→ **Set exercise 1**
Collect every line of the records that contains the string "field".

→ **Excerpted passage**
►

Configuration data – It is realistic to assume that the owner of a datacenter can get authorized access to the configuration data of the servers and change it. Even trusted computing mechanism may not be enough to prevent forging data if the hash covering configuration data is also changed.
Round-Trip Time + RTT measurements can reveal if a server is connected to the same physical LAN or not.
Network Topology – If a server is connected to a LAN switch of another datacenter topology discovery of the LAN does not reveal this.
Attestation service (+) If the attestation service is under control of a third-party auditor we should be able to trust that the location specific data is correct. It can be possible that the auditor is misled by a cleverly dishonest datacenter owner. Forging attestation service data is less difficult if the attestation service is under control of a dishonest party.
Seismic + Natural seismic waves cannot be manipulated but it may take some time before latest accelerometer results are analysed.
GeoProof + GeoProof relies on verifier device which is proven to reside inside a datacenter. The device can perform RTT measurements which can detect if a server is further away than in the datacenter LAN.
Site Anchor + A server gets the location specific data from the local site anchor. Because site anchor cannot be reconfigured the only possibility to forge server’s location specific information is to make it to connect to an anchor of another site. RTT measurements should prevent this, especially if they are performed by the anchors and the servers.

REQ-4.2 brings to focus possibility that a server is moved without reconfiguration to another site. This can reveal a weak point if the onboard data contain location specific information.

REQ-4.2 If a server is moved to another site, the move is detected and the server is associated with its new datacenter site.
Configuration data – When location specific data is stored locally to the persistent memory of a server and the server is moved, the server still reports the according to the old location in the new site. Additional checks are needed for continuously monitoring for inconsistencies, for example, that all servers of a site report the same location. This will consume CPU cycles mostly in vain because server moves are rare and only small fraction of them forget configuration update.
Round-Trip Time + RTT measurements can reveal if a server is connected to the same physical LAN or not.
Network Topology – If a server is connected to a LAN switch of another datacenter topology discovery of the LAN does not reveal this.
Attestation service (+) If the unique access key value to retrieve the information, like a serial number, is bound with the server motherboard, attestation service may continue responding with outdated data, unless the data is updated as part of the migration process. In general, if the attestation service is under control of a third-party auditor we should be able to trust that the location specific data is correct. It can be possible that the auditor is misled by a cleverly dishonest datacenter owner. Forging attestation service data is less difficult if the attestation service is under control of a dishonest party.
Seismic + Natural seismic waves cannot be manipulated but it may take some time before latest accelerometer results are analysed.

◄

→ **Record set**

►

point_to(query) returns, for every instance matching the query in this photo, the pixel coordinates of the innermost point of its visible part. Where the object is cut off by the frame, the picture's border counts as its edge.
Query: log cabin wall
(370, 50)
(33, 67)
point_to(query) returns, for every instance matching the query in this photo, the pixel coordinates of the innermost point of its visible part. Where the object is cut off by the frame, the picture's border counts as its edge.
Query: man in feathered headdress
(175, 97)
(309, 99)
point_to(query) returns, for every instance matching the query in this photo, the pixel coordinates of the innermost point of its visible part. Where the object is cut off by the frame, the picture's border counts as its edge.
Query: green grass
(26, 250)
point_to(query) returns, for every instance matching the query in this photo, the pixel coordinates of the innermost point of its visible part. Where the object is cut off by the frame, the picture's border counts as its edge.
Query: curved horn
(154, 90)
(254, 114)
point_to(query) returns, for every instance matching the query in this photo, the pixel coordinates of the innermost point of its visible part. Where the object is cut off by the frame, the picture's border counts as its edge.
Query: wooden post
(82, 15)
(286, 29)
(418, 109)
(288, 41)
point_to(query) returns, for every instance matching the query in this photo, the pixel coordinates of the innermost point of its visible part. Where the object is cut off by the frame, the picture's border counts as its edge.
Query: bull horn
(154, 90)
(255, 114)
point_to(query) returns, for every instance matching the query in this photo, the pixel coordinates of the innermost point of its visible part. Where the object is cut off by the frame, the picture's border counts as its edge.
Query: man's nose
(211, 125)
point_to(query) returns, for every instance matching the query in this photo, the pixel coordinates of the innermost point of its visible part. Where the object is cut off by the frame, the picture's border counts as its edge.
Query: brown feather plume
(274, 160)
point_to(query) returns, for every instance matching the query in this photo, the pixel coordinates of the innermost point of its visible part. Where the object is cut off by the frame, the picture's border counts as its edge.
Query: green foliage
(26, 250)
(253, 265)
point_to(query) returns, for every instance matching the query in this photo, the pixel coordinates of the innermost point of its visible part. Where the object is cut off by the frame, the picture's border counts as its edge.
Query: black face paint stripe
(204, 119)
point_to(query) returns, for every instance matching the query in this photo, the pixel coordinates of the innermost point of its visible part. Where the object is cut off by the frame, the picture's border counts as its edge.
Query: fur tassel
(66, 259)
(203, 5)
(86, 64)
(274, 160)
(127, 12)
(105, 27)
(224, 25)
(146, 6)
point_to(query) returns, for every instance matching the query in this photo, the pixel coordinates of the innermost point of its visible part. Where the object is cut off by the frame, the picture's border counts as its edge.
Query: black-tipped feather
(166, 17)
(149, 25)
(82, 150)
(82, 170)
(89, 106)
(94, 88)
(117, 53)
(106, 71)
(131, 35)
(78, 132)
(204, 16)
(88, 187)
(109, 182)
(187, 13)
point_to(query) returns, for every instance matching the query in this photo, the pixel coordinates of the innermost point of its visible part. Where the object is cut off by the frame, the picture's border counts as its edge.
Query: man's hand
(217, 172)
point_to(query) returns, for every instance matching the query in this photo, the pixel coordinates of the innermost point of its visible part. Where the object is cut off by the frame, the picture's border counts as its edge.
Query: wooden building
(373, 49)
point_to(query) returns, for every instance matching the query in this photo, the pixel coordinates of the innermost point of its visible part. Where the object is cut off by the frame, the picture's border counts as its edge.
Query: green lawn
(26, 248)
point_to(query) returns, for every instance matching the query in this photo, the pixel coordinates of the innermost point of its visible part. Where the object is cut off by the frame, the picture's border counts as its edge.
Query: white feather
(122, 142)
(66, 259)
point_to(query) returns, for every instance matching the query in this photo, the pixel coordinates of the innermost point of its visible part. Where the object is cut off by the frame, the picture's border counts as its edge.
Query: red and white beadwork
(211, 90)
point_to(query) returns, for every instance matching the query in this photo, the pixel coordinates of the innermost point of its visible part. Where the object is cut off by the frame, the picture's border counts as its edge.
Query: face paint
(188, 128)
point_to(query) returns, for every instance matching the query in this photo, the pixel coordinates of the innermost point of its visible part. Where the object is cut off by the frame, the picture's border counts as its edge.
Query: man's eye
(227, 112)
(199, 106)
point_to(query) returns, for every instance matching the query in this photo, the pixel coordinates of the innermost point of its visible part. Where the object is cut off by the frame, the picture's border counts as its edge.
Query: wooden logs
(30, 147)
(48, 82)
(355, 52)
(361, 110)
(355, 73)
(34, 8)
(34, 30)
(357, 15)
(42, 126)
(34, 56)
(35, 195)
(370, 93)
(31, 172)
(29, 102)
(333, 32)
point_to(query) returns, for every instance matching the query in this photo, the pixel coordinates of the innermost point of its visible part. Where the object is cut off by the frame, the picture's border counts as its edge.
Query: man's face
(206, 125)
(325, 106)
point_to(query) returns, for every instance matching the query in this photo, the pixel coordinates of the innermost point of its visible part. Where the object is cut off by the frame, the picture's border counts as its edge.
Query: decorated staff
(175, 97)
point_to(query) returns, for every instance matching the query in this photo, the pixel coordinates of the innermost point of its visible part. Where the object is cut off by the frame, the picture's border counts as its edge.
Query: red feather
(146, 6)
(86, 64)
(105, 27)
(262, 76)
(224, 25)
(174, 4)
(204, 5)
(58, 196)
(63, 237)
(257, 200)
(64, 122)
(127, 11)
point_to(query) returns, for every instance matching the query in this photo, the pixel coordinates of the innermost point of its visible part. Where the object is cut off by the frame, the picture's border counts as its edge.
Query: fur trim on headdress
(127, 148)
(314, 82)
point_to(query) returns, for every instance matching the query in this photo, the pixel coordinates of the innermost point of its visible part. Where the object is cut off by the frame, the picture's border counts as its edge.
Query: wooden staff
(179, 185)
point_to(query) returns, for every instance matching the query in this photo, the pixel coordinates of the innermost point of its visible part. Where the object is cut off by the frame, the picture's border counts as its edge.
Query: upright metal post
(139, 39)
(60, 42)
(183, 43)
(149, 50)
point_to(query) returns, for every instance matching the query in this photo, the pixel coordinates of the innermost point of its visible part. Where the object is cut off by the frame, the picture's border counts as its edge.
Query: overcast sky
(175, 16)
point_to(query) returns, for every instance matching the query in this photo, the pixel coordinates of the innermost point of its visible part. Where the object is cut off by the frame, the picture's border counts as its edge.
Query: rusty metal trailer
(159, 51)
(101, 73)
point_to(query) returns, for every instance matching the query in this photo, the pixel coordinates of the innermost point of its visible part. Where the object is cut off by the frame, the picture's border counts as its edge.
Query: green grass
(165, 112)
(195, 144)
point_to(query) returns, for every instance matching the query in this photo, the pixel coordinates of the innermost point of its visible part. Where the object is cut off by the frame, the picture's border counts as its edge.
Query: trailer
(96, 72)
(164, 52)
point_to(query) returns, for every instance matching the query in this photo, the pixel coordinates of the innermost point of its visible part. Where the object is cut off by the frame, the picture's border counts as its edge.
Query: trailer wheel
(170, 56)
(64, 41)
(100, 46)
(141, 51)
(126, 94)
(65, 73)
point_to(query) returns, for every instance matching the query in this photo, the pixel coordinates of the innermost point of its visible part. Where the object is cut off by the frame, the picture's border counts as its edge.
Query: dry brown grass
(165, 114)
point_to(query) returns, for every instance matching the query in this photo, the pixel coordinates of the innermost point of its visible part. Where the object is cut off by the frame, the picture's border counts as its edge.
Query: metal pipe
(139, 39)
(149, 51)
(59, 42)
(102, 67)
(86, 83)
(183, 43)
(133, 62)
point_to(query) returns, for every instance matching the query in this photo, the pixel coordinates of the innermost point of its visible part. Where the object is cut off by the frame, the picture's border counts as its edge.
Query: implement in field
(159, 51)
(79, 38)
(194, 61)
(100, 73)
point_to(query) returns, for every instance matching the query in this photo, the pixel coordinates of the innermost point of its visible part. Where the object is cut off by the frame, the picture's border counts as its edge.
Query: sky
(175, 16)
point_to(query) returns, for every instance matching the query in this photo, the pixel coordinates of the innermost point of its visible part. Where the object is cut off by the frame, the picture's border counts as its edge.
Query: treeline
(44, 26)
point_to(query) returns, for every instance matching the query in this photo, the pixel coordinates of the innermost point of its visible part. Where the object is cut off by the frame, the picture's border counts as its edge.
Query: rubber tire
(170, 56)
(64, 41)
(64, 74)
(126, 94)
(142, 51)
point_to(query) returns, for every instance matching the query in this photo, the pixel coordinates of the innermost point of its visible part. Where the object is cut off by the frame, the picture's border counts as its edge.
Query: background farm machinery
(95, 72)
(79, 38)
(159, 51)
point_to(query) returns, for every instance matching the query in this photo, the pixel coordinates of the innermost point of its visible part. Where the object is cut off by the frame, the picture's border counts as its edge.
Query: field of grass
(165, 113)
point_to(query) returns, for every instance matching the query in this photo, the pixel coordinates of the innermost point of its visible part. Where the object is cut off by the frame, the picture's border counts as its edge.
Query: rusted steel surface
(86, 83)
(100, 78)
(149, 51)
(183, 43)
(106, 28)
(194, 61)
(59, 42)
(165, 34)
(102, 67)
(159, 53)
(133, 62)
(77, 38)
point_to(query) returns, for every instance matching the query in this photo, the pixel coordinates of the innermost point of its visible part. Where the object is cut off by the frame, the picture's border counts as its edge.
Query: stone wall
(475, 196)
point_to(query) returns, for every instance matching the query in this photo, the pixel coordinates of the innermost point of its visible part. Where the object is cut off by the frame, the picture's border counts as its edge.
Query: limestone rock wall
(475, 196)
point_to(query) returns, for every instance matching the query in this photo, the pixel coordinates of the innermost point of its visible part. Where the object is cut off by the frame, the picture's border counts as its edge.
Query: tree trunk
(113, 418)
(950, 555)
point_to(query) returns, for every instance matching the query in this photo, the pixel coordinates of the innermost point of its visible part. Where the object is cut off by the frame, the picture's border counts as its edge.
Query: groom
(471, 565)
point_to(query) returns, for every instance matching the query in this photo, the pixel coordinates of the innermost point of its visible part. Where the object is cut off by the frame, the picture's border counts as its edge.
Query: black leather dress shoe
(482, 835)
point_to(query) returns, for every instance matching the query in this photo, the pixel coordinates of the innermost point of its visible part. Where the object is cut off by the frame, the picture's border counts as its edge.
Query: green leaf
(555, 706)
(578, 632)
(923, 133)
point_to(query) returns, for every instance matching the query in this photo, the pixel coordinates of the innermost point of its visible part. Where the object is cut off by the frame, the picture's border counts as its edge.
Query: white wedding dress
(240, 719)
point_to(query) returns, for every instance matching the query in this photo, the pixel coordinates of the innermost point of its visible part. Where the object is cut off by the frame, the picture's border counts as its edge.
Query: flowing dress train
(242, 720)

◄

→ **Set exercise 2**
Extend the passage on verifying server locations within datacenters, beginning immediately after its final sentence.

→ **Exercise result 1**
Query: implement in field
Query: field of grass

→ **Exercise result 2**
GeoProof + GeoProof relies on verifier device which is proven to reside inside a datacenter. The device can perform RTT measurements which can detect if a server is further away than in the datacenter LAN.
Site Anchor + A server gets the location specific data from the local site anchor. Because site anchor cannot be reconfigured the only possibility to forge server’s location specific information is to make it to connect to an anchor of another site. RTT measurements should prevent this, especially if they are performed by the anchors and the servers.

REQ-4.3 covers right to be forgotten if a server is taken off from service. This is not a critical requirement because a missing server probably raises alarm flags when workload is scheduled for it to process and the server does not respond.

REQ-4.3 When a server is retired, its location information must be removed.
Configuration data + Configuration data goes out of reach when the server is disconnected.
Round-Trip Time + RTT measurements cannot be made with a missing server which should raise alarm flag and trigger removal of the server from server inventory.
Network Topology + Topology discovery cannot reach a missing server and it gets dropped from topology maps.
Attestation service – Attestation service, unless promptly updated, continues reporting the last location of the retired server.
Seismic + No new seismic measurements arrive from the retired server which should raise alarm flag and trigger removal of the server from server inventory.
GeoProof + A missing server cannot anymore be verified to own the required database causing failure in data residency test.
Site Anchor + No server specific information stored.

References

[1] Anonyms (2017). Government under Fire After Transport Agency Data Breach. Available at: http://sverigesradio.se/sida/artikel.aspx? programid=2054&artikel=6740394 [accessed July 28, 2017].

[2] Anonyms (2017). Swedish Authority Handed Over ‘Keys to the Kingdom’ in IT Security Slip-up. Available at: https://www.thelocal.se/20170717/ swedish-authority-handed-over-keys-to-the-kingdom-in-it-security-slip-up [accessed July 26, 2017].

[3] Palad, N., and Michalas, A. (2014). One of Our Hosts in another Country: Challenges of Data Geolocation in Cloud Storage. Sweden: Swedish Institute of Computer Science, 1–6.

[4] Anonyms (2013). The OECD Privacy Framework. Available at: https://www.oecd.org/sti/ieconomy/oecd_privacy_framework.pdf

[5] Hippeläinen, L., Oliver, I., and Shankar, L. (2016). Survey of Cloud Server Geolocating Techniques. Available at: http://fruct.org/publications/fruct 19/files/Hip.pdf

[6] Ravidas, S., Lal, S., Oliver, I., and Hippeläinen, L. (2017). Incorporating Trust in NFV: Addressing the Challenges. Paris: IEEE Xplore Digital Library.

[7] Anonyms (2017). Lawful Interception. Available at: http://www.etsi.org/ technologies-clusters/technologies/lawful-interception [accessed March 14, 2017].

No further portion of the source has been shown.